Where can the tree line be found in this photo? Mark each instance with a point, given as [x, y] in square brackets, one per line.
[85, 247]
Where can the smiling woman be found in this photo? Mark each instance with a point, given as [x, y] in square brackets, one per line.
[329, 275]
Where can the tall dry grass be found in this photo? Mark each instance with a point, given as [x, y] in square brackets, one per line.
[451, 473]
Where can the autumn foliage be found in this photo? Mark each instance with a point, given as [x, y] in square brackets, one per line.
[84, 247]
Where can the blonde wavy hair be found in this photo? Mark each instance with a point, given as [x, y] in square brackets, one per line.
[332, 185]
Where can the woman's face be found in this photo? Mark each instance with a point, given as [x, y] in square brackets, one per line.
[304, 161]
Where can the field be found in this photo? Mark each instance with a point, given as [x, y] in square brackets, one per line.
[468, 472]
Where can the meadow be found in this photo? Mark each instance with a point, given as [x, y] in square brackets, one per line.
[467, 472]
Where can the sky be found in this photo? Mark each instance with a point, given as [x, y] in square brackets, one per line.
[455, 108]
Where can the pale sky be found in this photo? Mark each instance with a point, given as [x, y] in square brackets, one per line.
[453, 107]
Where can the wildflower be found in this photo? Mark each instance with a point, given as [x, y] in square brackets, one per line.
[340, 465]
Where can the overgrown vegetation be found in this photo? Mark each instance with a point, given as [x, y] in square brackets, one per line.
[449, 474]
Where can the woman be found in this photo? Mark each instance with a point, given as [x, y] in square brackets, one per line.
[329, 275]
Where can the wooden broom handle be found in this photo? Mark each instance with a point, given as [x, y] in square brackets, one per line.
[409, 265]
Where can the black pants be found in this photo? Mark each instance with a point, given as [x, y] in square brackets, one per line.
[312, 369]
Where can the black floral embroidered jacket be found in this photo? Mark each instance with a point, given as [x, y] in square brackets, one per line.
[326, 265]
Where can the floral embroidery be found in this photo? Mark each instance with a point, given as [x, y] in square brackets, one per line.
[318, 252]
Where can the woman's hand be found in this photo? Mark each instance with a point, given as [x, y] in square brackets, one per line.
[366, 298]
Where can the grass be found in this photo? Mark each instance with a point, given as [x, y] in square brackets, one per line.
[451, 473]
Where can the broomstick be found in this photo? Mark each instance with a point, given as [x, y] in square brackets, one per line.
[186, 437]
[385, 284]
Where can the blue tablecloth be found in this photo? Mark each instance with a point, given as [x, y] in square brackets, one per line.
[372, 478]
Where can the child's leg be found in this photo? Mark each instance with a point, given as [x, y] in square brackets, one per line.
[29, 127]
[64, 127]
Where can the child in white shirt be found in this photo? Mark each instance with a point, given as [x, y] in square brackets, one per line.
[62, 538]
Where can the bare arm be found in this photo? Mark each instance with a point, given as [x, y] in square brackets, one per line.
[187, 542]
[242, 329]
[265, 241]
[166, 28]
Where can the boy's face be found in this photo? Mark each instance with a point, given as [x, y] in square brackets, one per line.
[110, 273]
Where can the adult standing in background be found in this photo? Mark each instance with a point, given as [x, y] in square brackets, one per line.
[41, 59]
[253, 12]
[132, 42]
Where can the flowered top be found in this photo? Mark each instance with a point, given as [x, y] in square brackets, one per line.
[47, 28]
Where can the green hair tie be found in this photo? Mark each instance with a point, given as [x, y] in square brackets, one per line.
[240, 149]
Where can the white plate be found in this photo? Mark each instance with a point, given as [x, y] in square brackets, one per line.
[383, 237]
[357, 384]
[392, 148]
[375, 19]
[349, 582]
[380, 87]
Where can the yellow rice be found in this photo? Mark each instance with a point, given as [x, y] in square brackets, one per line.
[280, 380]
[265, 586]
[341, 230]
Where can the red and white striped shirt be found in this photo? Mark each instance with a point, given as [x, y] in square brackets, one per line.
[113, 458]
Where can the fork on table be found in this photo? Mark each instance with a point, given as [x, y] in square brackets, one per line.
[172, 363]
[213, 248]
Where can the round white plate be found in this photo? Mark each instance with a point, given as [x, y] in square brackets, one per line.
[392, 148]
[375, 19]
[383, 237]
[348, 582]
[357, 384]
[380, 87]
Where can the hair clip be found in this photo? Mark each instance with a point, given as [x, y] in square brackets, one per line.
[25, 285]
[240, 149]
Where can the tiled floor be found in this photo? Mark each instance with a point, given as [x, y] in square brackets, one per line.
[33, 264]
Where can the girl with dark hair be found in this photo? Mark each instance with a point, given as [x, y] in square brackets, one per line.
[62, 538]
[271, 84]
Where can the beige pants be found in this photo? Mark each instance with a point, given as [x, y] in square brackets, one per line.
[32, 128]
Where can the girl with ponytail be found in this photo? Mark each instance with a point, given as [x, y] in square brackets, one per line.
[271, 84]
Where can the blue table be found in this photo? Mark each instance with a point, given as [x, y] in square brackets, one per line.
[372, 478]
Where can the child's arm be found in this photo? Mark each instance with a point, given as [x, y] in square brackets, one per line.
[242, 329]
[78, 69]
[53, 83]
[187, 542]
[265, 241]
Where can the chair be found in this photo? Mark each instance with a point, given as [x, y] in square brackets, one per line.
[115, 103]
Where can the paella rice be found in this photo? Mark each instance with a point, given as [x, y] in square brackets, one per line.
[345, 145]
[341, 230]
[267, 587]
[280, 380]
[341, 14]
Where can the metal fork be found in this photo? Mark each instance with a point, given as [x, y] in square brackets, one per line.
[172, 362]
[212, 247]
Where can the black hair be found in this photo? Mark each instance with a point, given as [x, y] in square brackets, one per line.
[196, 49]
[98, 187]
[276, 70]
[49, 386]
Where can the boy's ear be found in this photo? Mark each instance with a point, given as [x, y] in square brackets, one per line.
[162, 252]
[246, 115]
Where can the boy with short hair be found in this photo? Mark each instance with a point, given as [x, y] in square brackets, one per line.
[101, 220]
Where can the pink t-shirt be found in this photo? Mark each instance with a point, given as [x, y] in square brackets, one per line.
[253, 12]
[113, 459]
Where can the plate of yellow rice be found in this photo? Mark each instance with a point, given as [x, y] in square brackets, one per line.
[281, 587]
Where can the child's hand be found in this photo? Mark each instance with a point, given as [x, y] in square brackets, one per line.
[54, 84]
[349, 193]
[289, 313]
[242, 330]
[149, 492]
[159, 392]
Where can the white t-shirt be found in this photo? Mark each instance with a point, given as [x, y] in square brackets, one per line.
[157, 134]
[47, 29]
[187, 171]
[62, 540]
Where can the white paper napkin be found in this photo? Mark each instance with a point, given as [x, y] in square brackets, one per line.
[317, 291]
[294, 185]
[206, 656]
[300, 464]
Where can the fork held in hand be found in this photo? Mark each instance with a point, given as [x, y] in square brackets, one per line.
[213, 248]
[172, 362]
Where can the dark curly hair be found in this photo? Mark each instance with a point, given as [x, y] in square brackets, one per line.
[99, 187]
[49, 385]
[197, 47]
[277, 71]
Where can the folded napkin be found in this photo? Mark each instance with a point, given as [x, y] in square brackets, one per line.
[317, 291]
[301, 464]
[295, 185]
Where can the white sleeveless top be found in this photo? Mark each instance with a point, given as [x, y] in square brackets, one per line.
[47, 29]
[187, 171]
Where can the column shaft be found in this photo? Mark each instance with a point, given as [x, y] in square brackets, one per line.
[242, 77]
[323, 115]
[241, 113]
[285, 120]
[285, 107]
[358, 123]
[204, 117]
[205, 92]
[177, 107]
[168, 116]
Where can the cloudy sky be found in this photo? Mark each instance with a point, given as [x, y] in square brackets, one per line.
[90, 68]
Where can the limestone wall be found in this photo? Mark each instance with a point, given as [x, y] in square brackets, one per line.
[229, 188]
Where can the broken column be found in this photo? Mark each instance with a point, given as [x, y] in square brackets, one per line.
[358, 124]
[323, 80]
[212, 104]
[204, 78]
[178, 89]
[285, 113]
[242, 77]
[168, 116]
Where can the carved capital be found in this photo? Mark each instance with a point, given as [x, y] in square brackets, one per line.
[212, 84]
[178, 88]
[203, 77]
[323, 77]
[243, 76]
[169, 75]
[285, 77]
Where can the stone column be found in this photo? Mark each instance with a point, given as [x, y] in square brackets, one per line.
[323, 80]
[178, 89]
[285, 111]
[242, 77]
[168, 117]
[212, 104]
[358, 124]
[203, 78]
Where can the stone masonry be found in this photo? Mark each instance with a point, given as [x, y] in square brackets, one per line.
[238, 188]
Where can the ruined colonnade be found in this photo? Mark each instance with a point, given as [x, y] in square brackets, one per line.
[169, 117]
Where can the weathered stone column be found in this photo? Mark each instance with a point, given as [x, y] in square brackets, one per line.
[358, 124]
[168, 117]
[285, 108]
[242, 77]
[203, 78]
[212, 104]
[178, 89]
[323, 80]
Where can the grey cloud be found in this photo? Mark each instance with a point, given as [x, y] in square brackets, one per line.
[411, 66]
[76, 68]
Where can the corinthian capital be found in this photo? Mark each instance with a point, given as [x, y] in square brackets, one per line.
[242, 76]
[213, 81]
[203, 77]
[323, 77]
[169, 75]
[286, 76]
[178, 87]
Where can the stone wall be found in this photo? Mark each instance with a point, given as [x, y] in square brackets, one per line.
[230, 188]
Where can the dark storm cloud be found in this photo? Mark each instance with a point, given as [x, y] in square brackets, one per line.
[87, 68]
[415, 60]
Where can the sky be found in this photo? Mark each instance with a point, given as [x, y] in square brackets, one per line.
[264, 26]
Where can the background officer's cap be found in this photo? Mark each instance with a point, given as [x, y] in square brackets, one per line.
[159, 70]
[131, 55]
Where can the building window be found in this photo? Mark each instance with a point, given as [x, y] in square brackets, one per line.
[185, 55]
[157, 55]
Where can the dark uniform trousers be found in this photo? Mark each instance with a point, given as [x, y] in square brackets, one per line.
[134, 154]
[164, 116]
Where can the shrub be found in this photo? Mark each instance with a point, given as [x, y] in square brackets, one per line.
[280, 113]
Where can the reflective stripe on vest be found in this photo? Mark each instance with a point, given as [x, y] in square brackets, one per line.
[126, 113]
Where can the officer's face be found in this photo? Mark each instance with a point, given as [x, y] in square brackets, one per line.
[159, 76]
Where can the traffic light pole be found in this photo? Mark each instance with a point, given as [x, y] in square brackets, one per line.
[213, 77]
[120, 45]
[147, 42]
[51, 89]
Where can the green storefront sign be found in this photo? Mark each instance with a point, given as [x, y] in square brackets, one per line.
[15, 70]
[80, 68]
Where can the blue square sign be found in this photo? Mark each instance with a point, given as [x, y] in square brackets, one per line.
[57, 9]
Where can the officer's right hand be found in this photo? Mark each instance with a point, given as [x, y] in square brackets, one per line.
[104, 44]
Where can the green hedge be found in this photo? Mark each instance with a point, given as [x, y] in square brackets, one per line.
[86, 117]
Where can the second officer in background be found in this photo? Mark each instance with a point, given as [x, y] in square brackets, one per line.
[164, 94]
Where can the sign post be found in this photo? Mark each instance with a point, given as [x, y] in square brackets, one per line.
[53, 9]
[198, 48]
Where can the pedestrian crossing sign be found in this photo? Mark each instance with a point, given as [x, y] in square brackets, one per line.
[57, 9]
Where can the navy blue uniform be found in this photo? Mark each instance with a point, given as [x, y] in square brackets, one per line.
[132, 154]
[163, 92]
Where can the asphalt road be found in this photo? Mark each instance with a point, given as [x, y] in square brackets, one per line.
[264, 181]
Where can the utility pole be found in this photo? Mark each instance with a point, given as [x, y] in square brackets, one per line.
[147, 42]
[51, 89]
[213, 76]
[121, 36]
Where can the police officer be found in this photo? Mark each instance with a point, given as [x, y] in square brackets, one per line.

-------

Copy the records verbatim, starting at the line that contains "Where can the asphalt" and continuing through the end of the records, both ends included.

Where can the asphalt road be found in this photo? Mark each instance with a point, given as [x, y] in square brackets, one per line.
[264, 181]
Where can the utility pole be found in this photo? Mark each instance with a point, given as [x, y] in square brackets, one per line.
[147, 42]
[51, 89]
[213, 76]
[121, 36]
Where can the police officer be found in this photo? Mark each instance with a point, given as [x, y] in square brackets, one per line.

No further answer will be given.